[Source excerpt]
◇ ◇ ◇ ◇

I get the following error, while trying to validate XML using a schema:
lxml.etree.XMLSchemaParseError: Element '{http://www.w3.org/2001/XMLSchema}attributeGroup', attribute 'ref': The QName value '{http://www.w3.org/XML/1998/namespace}specialAttrs' does not resolve to a(n) attribute group definition., line 15
The issue is reproducing with lxml>= 6.0.0 and only on Linux (tested on Ubuntu 20 and 22).
lxml version 6.0.2 works well on Windows systems (10 and 11).
Below is a simplified example of my use case.
main.xml
<?xml version="1.0" encoding="UTF-8"?>
<root xmlns:xi="http://www.w3.org/2001/XInclude">
<title>Main XML</title>
<elements>
<element name="main element" foo="main foo">This text is from main.xml</element>
<xi:include href="include.xml" parse="xml" xpointer="xpointer(/elements/element)"/>
</elements>
</root>
include.xml
<?xml version="1.0" encoding="UTF-8"?>
<elements>
<element name="element1" foo="foo1">Text 1: This content is included from another file.</element>
<element name="element2" foo="foo2">Text 2: This content is included from another file.</element>
<element name="element3" foo="foo3">Text 3: This content is included from another file.</element>
</elements>
transform.xslt
<?xml version="1.0" encoding="UTF-8"?>
<xsl:stylesheet version="1.0"
xmlns:xsl="http://www.w3.org/1999/XSL/Transform">
<!-- Identity transform: copy everything by default -->
<xsl:template match="@* | node()">
<xsl:copy>
<xsl:apply-templates select="@* | node()"/>
</xsl:copy>
</xsl:template>
<!-- Match only <message> with name="message2" and override foo -->
<xsl:template match="element[@name='element2']">
<xsl:copy>
<xsl:apply-templates select="@*"/>
<xsl:attribute name="foo">spam</xsl:attribute>
<xsl:attribute name="name">message99</xsl:attribute>
<xsl:apply-templates select="node()"/>
</xsl:copy>
</xsl:template>
</xsl:stylesheet>
schema.xsd
<?xml version="1.0" encoding="UTF-8"?>
<xs:schema xmlns:xs="http://www.w3.org/2001/XMLSchema" elementFormDefault="qualified">
<xs:import namespace="http://www.w3.org/XML/1998/namespace" schemaLocation="http://www.w3.org/2009/01/xml.xsd"/>
<xs:element name="root">
<xs:complexType>
<xs:sequence>
<xs:element name="title" type="xs:string"/>
<xs:element name="elements">
<xs:complexType>
<xs:sequence minOccurs="1" maxOccurs="unbounded">
<xs:element name="element" minOccurs="1" maxOccurs="unbounded">
<xs:complexType mixed="true">
<xs:attribute name="name" type="xs:string" use="required"/>
<xs:attribute name="foo" type="xs:string" use="required"/>
<xs:attributeGroup ref="xml:specialAttrs"/>
</xs:complexType>
</xs:element>
</xs:sequence>
</xs:complexType>
</xs:element>
</xs:sequence>
</xs:complexType>
</xs:element>
</xs:schema>
Line 15 in schema.xsd is needed for the case when include.xml is not in the same directory as main.xml and it's referenced via a relative path.

◇ ◇ ◇ ◇

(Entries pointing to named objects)

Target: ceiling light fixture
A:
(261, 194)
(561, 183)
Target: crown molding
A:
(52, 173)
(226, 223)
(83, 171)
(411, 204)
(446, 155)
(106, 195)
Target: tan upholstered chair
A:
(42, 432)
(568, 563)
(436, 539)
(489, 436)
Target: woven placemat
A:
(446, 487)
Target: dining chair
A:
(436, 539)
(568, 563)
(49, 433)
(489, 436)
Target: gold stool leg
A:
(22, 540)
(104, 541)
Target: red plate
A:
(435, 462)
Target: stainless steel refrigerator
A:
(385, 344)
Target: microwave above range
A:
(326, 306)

◇ ◇ ◇ ◇

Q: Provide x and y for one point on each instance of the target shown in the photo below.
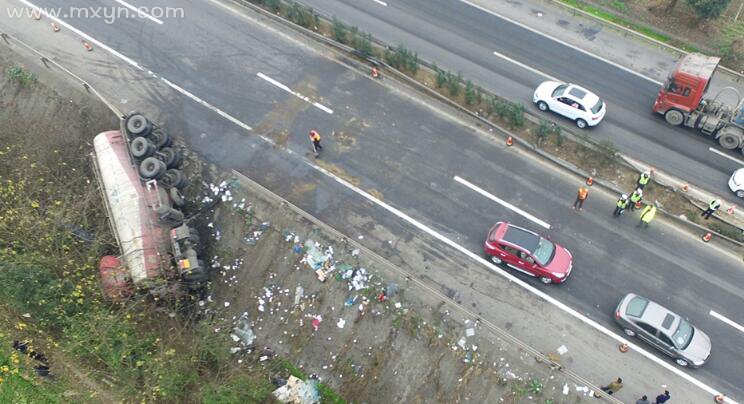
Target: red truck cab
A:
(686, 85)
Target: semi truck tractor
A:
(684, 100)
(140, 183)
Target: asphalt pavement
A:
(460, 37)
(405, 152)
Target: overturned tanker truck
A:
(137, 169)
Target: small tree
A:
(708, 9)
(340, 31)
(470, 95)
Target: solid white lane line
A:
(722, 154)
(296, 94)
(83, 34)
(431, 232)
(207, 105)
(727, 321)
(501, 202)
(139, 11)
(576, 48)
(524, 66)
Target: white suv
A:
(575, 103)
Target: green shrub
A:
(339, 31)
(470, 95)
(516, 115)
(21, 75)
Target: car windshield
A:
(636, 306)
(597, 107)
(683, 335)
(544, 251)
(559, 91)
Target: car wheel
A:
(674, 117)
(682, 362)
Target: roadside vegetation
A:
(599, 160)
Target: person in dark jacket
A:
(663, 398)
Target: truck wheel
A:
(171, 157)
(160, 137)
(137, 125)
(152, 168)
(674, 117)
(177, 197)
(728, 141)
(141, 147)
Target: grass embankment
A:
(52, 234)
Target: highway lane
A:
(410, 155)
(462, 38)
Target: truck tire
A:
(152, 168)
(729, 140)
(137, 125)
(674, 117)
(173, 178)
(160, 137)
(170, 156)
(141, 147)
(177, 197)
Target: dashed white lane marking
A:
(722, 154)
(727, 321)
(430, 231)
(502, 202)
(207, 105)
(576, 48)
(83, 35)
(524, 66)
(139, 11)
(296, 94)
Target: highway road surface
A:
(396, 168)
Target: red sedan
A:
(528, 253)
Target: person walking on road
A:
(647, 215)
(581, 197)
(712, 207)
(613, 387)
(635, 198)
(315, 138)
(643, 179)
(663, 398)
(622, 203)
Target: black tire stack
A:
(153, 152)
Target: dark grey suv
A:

◇ ◇ ◇ ◇

[Aim of the task]
Answer these questions about the lxml validation post:
(a) On which operating system and with which lxml versions does the error reproduce?
(b) In transform.xslt, what value is assigned to the foo attribute of the element whose name is element2?
(c) When is line 15 in schema.xsd needed?
These entries have nothing to do with the lxml validation post and are not needed here.

[Worked answer]
(a) It reproduces only on Linux (tested on Ubuntu 20 and 22), with lxml 6.0.0 or later.
(b) The foo attribute is set to "spam."
(c) It is needed when include.xml is not in the same directory as main.xml and is referenced through a relative path.